Selected text:
• • •

Sometimes None is also used for missing values, but in pandas, this converts to NaN, see [here](https://jakevdp.github.io/PythonDataScienceHandbook/03.04-missing-values.html).

In [90]:
type(None) # This is it's own type of object

NoneType

In [107]:
type(np.NA) # By itself, NaN is not a thing in python, use np.nan

AttributeError: module 'numpy' has no attribute 'NA'

In [95]:
z = np.arange(1, 4); z= np.append(z, 4) # two statements in the same line
z

array([1, 2, 3, 4])

In [103]:
z = np.array([1, 2, 3, None, 5]) # Use None or np.nan if an element is missing
z[3] # No output as the value is None

In [104]:
z = np.array([1, 2, 3, np.nan, 5])
z[3] # outputs NaN, so this may be better

nan

Some important distinctions between None and np.nan can be found [here](https://ealizadeh.com/blog/working-with-missing-values-in-pandas-and-numpy).

In [109]:
z = np.append(z, [np.nan, np.inf]) # append NaN and Inf
z

array([ 1.,  2.,  3., nan,  5., nan, inf])

In [110]:
type(z)

numpy.ndarray

In [112]:
np.isnan(z) # Does not work if an element of z is None

array([False, False, False,  True, False,  True, False])

In [115]:
np.isinf(z) # check for +/-Inf

array([False, False, False, False, False, False,  True])

In [138]:
#pick out all finite numbers >= 2
z[np.logical_and(z >= 2, ~np.isinf(z))]

array([2., 3., 5.])

### Character Vectors

It is recommended to mostly use python strings. There are a lot of in-built functions for strings as described [here](https://realpython.com/python-strings/).

In [140]:
x = "apple"

• • •

Available data:
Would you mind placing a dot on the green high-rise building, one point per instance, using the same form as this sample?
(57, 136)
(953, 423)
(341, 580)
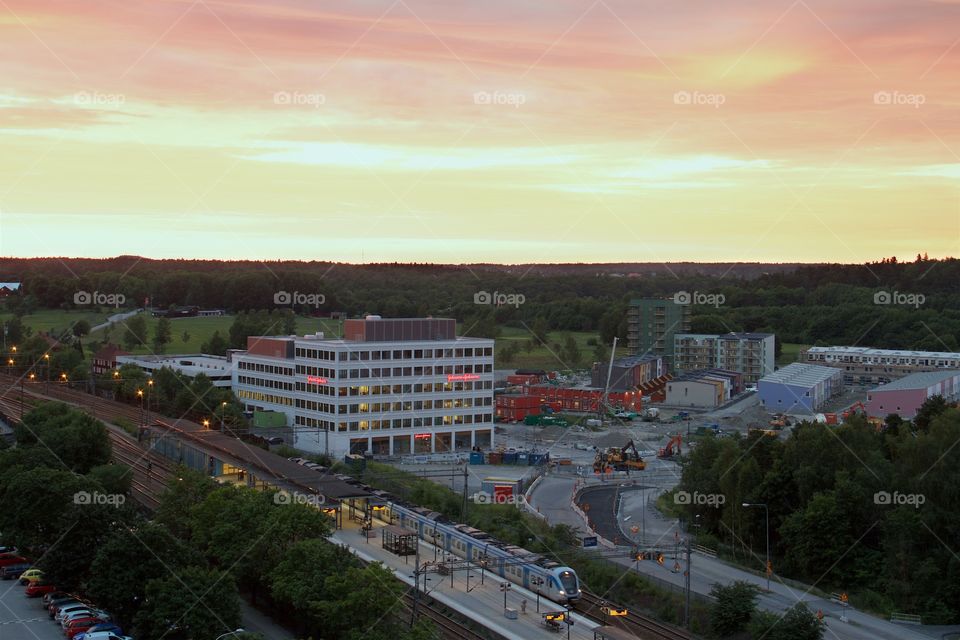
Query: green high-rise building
(651, 325)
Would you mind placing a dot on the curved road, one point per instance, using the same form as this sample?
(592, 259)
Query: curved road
(552, 498)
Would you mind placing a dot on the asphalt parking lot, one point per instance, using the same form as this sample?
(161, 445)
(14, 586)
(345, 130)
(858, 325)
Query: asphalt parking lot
(22, 617)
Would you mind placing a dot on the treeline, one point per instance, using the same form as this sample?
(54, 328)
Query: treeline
(872, 513)
(808, 304)
(179, 576)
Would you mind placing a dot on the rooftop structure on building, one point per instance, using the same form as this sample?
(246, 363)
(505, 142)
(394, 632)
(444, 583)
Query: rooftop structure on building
(218, 368)
(866, 365)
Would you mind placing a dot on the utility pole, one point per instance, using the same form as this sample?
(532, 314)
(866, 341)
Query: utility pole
(686, 581)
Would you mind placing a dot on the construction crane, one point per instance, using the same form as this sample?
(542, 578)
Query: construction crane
(672, 448)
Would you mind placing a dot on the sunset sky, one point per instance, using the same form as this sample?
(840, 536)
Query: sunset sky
(495, 131)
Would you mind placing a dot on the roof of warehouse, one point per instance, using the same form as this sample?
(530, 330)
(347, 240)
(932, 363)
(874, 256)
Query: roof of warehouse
(867, 351)
(801, 374)
(919, 380)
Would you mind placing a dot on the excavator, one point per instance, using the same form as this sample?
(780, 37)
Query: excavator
(625, 458)
(672, 448)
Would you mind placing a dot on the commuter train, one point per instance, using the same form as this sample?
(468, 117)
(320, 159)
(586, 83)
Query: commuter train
(559, 583)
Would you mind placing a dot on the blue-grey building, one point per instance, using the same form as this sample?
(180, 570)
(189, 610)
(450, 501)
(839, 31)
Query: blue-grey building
(799, 388)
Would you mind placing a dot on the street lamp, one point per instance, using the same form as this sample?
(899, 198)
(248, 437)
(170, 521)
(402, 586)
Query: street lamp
(766, 511)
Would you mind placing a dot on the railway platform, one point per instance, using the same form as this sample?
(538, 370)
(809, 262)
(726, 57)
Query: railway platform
(483, 603)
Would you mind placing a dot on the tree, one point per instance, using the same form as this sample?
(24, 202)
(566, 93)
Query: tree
(358, 602)
(216, 346)
(128, 559)
(77, 440)
(798, 623)
(735, 604)
(80, 329)
(162, 335)
(135, 332)
(195, 603)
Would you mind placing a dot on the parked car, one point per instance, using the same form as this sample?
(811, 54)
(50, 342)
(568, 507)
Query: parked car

• • •

Exercise tasks:
1. Write out the passage of the NumPy missing-values text from "AttributeError: module 'numpy'" through "3, np.nan, 5])", inclusive.
2. Edit the lines of the records from the one containing "Would you mind placing a dot on the parked" through the end of the records, inclusive, changing "parked car" to "delivery van" and leaving everything else as it is. Give only those lines.

Answers given:
1.
AttributeError: module 'numpy' has no attribute 'NA'

In [95]:
z = np.arange(1, 4); z= np.append(z, 4) # two statements in the same line
z

array([1, 2, 3, 4])

In [103]:
z = np.array([1, 2, 3, None, 5]) # Use None or np.nan if an element is missing
z[3] # No output as the value is None

In [104]:
z = np.array([1, 2, 3, np.nan, 5])

2.
Would you mind placing a dot on the delivery van, one point per instance, using the same form as this sample?
(811, 54)
(50, 342)
(568, 507)
Query: delivery van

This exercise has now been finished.